### Given problem
The records below need retyping in full; give them again exactly.

### Source data
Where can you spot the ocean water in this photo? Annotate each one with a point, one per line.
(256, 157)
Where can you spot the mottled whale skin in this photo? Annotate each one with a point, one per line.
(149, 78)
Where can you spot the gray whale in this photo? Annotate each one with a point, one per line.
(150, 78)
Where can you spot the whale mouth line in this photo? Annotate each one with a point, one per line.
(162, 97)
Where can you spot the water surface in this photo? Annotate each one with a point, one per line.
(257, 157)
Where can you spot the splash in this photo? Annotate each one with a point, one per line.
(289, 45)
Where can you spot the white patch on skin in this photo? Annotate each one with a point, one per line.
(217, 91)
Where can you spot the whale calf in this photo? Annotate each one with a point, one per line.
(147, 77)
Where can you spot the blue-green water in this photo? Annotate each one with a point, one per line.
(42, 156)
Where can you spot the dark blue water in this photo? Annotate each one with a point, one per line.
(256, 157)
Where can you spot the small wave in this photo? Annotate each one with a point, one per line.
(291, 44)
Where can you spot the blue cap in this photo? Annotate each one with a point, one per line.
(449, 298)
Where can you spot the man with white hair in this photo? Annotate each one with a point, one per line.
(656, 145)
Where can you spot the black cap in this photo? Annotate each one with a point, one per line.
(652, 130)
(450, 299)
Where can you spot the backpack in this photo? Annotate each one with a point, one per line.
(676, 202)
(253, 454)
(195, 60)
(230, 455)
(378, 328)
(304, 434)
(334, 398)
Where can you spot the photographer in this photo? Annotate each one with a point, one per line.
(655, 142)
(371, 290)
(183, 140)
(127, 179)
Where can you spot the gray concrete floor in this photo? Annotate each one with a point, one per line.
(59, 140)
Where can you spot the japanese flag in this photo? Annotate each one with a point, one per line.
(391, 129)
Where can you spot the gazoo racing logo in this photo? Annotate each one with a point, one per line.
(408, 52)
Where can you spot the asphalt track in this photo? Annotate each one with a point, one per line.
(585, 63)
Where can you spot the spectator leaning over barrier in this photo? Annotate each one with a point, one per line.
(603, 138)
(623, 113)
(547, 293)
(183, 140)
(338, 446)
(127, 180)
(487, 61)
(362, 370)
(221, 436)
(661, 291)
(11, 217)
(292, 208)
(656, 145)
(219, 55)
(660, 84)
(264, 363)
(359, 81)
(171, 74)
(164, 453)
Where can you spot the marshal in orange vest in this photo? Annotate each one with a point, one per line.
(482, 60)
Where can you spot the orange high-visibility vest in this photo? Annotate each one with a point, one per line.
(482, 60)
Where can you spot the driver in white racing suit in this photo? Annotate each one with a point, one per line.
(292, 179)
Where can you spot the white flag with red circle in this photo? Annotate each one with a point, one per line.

### Response to this exercise
Where can you spot the ocean water in this photo? Annotate each one with a point, one per line.
(256, 157)
Where can you spot the mottled whale skin in this photo? Annotate each one with a point, one per line.
(149, 78)
Where can you spot the gray whale in this photo? Annotate each one with a point, one per line.
(150, 78)
Where can you spot the whale mouth line in this photo? Annotate each one with a point, one per line.
(162, 97)
Where can you spot the water surface in this photo? Annotate each one with a point, one per line.
(257, 157)
Where can you spot the splash in this photo? Annotate each one with a point, one per line.
(289, 45)
Where can you spot the white patch on skin in this photo? Annotate each one with a point, one per line.
(217, 91)
Where can you spot the whale calf in this photo? Annotate each one with a point, one per line.
(147, 77)
Where can you spot the blue-green water in this photo? Annotate each one with a point, one per line.
(42, 156)
Where can you spot the dark blue water in this photo? Annotate each one with a point, one per line.
(256, 157)
Where can you spot the small wave in this photo? Annotate each one with a point, one per line.
(291, 44)
Where can you spot the blue cap in this photo? Annotate each one with a point, one per line.
(449, 298)
Where can you spot the man with white hair in this photo? Annotate each one with a point, one per line.
(656, 145)
Where can you spot the black cap in this photo? Annotate each one with a point, one per line.
(652, 130)
(450, 299)
Where can you spot the backpack in this photo? Annotate each one with a point, one per line.
(676, 202)
(253, 454)
(195, 60)
(230, 455)
(378, 328)
(304, 434)
(334, 398)
Where can you spot the photographer in this photo? Annotate each one with a point, one per line.
(655, 142)
(371, 290)
(183, 140)
(127, 179)
Where can you spot the gray concrete floor in this photo? Annotate each one with a point, one per line.
(59, 140)
Where can you spot the japanese flag in this photo? Annotate each one with a point, one per line.
(391, 129)
Where can you spot the gazoo racing logo in this photo? Annotate each one with a point, one per line.
(408, 52)
Where can you spot the asphalt track in this photo? Annotate each one with a point, one per line.
(585, 63)
Where can you spot the spectator leaning over barrier in this photo? Annotate each one with a point, one per line.
(603, 138)
(623, 113)
(547, 293)
(183, 140)
(338, 446)
(127, 180)
(487, 61)
(362, 370)
(221, 436)
(661, 291)
(11, 217)
(292, 208)
(656, 145)
(219, 55)
(660, 84)
(264, 363)
(359, 81)
(171, 74)
(164, 453)
Where can you spot the marshal in orange vest in this photo? Annotate each one with a point, one per line.
(482, 60)
Where can you spot the orange high-visibility vest in this photo? Annotate each one with a point, one per line.
(482, 60)
Where can you spot the driver in white racing suit in this photo? Annotate each one with a point, one per line.
(292, 179)
Where can you spot the white flag with red circle in this photo? Annotate each one with a point, one per line.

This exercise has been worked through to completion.